WHAT THIS TASK INVOLVES: Set down exactly the lines that run from the line with "Detect the black" to the end of the data, and nothing else.

RECORDS FOR THIS EXERCISE Start Marker

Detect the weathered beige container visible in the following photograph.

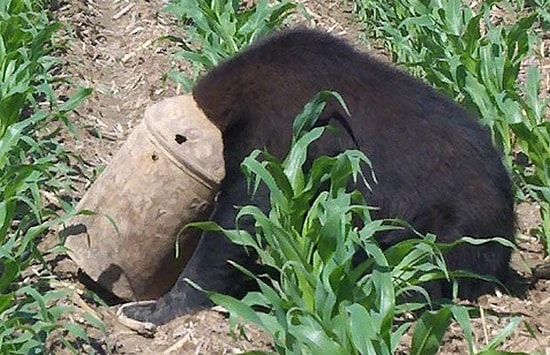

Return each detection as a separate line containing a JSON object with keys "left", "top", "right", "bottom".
{"left": 63, "top": 95, "right": 225, "bottom": 301}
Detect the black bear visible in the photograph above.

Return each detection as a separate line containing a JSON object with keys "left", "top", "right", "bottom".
{"left": 121, "top": 28, "right": 515, "bottom": 324}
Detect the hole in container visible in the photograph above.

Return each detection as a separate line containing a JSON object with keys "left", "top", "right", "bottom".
{"left": 175, "top": 134, "right": 187, "bottom": 144}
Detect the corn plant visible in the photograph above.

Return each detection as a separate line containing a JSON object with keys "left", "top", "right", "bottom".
{"left": 164, "top": 0, "right": 295, "bottom": 90}
{"left": 0, "top": 0, "right": 59, "bottom": 136}
{"left": 353, "top": 0, "right": 550, "bottom": 253}
{"left": 184, "top": 92, "right": 521, "bottom": 354}
{"left": 523, "top": 0, "right": 550, "bottom": 28}
{"left": 0, "top": 0, "right": 99, "bottom": 352}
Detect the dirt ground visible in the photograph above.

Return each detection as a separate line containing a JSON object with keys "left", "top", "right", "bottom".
{"left": 45, "top": 0, "right": 550, "bottom": 353}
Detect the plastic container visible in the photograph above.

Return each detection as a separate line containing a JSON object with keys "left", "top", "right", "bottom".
{"left": 63, "top": 95, "right": 225, "bottom": 300}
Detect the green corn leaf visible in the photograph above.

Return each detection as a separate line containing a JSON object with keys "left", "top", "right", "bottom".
{"left": 411, "top": 307, "right": 452, "bottom": 355}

RECORDS FOR THIS EXERCISE End Marker

OUTPUT OF THE EXERCISE:
Detect the black bear visible in the photograph above.

Return each detection as a separate line containing a JSON object with keys "left", "top", "right", "bottom".
{"left": 121, "top": 28, "right": 515, "bottom": 324}
Detect the hole in container visible in the photograph above.

Return each detection as a separate line containing a JSON object with keys "left", "top", "right", "bottom".
{"left": 175, "top": 134, "right": 187, "bottom": 144}
Detect the corn plant visible in the photograph above.

Return each detection as a separate line containing a JSON object with keys "left", "top", "right", "bottom".
{"left": 164, "top": 0, "right": 295, "bottom": 90}
{"left": 0, "top": 0, "right": 59, "bottom": 136}
{"left": 353, "top": 0, "right": 550, "bottom": 253}
{"left": 184, "top": 92, "right": 521, "bottom": 354}
{"left": 523, "top": 0, "right": 550, "bottom": 28}
{"left": 0, "top": 0, "right": 99, "bottom": 352}
Detect the dirt ground visible in the photograph above.

Return each detection as a separate line containing a JSON object with keys "left", "top", "right", "bottom".
{"left": 45, "top": 0, "right": 550, "bottom": 353}
Detect the plastic container visible in the photograph above.

Return each detection as a separate line containing a JSON object with keys "left", "top", "right", "bottom".
{"left": 63, "top": 95, "right": 225, "bottom": 300}
Detect the green corn leaf visible in the photograph above.

Return each detection as a separate line containing a JSON object with keys "left", "top", "right", "bottom".
{"left": 411, "top": 307, "right": 452, "bottom": 355}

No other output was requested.